Goal: Repeat word for word the passage in the readers' letters about Language Poetry between "I expect to" and "enjoyment in reading?", inclusive.

Source:
# # # # # # #

Democratising poetry? Language poetry? isn't it the most undemocratic, white middle-class art form of them all (along with installation art etc) - It alienates the public, and can only be appriciated (if this is possible and it is not just intellectial postering) by a select few intellectuals - who do not live in the real world, but the ivy covered hall of universities. Surely, the most democratic, classless poem is one that can be understood and appriciated by all.

William Robertson, Christschurch, New Zealand

Dear Ms. Houlihan,
Today, purely by chance, I found and was surprised and delighted by your two essays on "The Denaturing of the Poem". I read the second one (on Language Poetry) first, lured in by a squib in "Arts and Letters Daily", and was enchanted. Language Poetry, as described both in your words and those of the poets themselves, is clearly intellectually bankrupt, and I think your conclusion hit the nail on the head.

Sincerely, Will Duquette

Brava, Ms. Houlihan! You have been added to my short list for the Emperor Has No Clothes award. Those of us from the New Criticism generation (UC Berkeley, 1960) greatly appreciate your articles. There are some good arguments that the whole shoddy business stems from the intellectual corruption of French collaborators explaining in postwar times that "yes I wrote that (e.g., anti-semitic barbarity), but that's not what I really meant."

I expect to see your articles in the NYRB soon.

Best of luck, John Argue

Joan: Thank you. I laughed out loud at your fine constructive destruction of the Language Poetic pretense.

Bravo. RB Shea

I read with joy your wonderful essay on Language Poetry. This past summer I went to a writer's conferences (yes, I am one of those), and was totally overwhelmed by the language poets. I read Brenda Hillman and Dean Young to "suit up" for the occasion. Nothing could have been worse than to be in a room with people who "get" one another's language poetry. At the end of the second day I said aloud, "but what in the hell does it mean?" Of course, everyone looked at me like I was crazy. It took me a while to get onto Hillman's poem, "A Geology" and to read and reread until I could see the two comparisons she was making, but what I kept asking myself was, where is the enjoyment in reading?

Marilyn Bates

I wanted to let you know how much I enjoyed your article on Language Poetry in Web del Sol online and how refreshing it is to hear someone speak frankly about the emperor's new clothes. Your astute criticism shows clearly how little, truly, is going on in such work, and how important it is for a poem to mean, as well as be. Thanks, too, for the reminder of what a wonderful poem "Dolor" is. The previous article on "the prosing of poetry" also hit home. I look forward to future articles.

I also enjoyed your poems in the mini-chapbook, particularly "Hydrangeas."

All best, Jennifer Horne

Joan: I really enjoyed the gadfly attitude you've taken in your essays excoriating the two most popular trends in contemporary American poetry: lineated prose, and language poetry. Perhaps you'll take on the snobbish New Formalism sometime. I believe you were writing in the spirit of moving things forward as much as pointing out that the emperor is indeed naked. That feels good to one who recently went through grad school and had to wipe the ass of critical theory (& there was a lot of shit there).

# # # # # # #

Listed entries:
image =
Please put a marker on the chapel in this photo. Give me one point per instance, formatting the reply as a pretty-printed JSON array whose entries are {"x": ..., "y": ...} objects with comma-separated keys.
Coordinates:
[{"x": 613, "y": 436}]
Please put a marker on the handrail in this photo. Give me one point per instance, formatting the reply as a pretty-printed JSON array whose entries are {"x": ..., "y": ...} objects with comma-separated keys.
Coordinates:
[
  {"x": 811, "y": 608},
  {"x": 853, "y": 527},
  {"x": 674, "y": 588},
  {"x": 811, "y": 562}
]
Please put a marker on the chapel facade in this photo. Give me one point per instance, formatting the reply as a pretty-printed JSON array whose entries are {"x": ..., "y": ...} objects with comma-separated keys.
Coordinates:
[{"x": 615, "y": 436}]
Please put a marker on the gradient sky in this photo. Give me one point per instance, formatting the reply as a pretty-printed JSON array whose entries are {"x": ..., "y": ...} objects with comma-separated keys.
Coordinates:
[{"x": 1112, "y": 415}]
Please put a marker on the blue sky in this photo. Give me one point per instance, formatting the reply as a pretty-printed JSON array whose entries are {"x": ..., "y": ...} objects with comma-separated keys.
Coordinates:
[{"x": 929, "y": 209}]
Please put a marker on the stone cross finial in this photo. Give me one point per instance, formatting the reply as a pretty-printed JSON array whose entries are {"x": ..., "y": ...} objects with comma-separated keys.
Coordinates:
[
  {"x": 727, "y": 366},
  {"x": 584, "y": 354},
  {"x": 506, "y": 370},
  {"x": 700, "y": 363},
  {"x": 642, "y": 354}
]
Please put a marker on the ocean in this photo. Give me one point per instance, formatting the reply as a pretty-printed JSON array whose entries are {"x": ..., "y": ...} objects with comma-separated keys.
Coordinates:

# # # # # # #

Exercise output:
I expect to see your articles in the NYRB soon.

Best of luck, John Argue

Joan: Thank you. I laughed out loud at your fine constructive destruction of the Language Poetic pretense.

Bravo. RB Shea

I read with joy your wonderful essay on Language Poetry. This past summer I went to a writer's conferences (yes, I am one of those), and was totally overwhelmed by the language poets. I read Brenda Hillman and Dean Young to "suit up" for the occasion. Nothing could have been worse than to be in a room with people who "get" one another's language poetry. At the end of the second day I said aloud, "but what in the hell does it mean?" Of course, everyone looked at me like I was crazy. It took me a while to get onto Hillman's poem, "A Geology" and to read and reread until I could see the two comparisons she was making, but what I kept asking myself was, where is the enjoyment in reading?